- The request: Count the lines in the entries below that contain the word "tree", and give only that number.

- Records shown:
-=-=-=-=-

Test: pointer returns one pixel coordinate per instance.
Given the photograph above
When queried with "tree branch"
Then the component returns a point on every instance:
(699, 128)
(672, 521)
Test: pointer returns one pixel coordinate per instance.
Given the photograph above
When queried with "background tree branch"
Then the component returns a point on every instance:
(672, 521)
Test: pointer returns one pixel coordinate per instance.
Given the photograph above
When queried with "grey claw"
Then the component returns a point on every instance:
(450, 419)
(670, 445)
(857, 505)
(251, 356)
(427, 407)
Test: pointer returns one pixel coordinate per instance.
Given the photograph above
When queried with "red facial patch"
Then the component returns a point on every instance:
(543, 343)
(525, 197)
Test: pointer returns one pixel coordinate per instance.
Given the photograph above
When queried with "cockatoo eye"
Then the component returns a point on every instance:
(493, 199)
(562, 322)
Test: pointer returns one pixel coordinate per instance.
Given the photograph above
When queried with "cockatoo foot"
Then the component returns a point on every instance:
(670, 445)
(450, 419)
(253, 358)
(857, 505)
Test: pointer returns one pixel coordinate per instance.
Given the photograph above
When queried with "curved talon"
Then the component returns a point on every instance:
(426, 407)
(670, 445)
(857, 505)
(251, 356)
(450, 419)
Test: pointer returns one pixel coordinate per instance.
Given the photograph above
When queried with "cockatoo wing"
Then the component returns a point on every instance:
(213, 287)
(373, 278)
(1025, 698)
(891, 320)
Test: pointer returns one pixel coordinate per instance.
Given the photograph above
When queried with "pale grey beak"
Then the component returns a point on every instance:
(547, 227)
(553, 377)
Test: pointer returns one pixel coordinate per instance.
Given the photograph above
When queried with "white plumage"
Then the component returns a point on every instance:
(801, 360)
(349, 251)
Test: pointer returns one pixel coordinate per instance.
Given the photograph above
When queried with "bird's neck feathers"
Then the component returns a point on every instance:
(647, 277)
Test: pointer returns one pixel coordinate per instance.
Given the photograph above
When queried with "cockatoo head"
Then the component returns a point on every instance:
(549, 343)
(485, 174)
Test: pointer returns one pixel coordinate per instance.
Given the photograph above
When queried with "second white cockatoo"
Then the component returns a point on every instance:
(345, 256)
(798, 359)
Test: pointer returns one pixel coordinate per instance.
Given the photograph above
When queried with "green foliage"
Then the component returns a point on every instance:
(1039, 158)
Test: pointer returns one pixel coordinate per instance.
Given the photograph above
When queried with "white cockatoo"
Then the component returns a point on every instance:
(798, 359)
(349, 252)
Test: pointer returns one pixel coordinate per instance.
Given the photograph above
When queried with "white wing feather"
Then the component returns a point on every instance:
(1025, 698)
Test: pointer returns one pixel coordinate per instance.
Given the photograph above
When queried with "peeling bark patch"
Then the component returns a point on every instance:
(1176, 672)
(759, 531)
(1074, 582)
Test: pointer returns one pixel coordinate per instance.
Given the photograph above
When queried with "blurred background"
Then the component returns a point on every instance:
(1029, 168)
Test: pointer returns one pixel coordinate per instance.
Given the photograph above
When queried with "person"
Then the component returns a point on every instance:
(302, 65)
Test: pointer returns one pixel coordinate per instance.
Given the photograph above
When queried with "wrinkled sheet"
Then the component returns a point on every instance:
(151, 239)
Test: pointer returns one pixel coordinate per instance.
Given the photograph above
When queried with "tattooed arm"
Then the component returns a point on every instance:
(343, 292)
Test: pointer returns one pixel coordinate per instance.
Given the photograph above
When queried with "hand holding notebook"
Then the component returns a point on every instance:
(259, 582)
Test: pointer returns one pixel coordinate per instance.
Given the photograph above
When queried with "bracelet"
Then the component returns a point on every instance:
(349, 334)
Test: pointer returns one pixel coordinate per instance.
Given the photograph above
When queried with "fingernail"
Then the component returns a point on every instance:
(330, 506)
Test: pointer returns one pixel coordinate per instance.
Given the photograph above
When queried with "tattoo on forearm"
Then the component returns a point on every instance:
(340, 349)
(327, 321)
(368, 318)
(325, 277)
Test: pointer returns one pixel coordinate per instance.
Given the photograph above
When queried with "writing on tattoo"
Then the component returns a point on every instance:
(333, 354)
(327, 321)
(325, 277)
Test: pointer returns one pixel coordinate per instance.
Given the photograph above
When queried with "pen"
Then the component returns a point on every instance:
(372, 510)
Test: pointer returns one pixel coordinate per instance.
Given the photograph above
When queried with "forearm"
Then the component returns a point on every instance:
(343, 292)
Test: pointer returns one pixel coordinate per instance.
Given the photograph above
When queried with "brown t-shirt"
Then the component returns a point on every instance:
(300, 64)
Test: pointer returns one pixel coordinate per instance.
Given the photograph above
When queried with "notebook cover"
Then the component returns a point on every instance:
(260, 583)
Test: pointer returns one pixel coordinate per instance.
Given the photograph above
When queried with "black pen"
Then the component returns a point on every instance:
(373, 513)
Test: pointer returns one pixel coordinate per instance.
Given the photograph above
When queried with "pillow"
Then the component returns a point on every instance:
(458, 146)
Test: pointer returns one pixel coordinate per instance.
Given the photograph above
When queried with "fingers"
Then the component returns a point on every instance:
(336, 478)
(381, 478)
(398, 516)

-=-=-=-=-

- In response: 2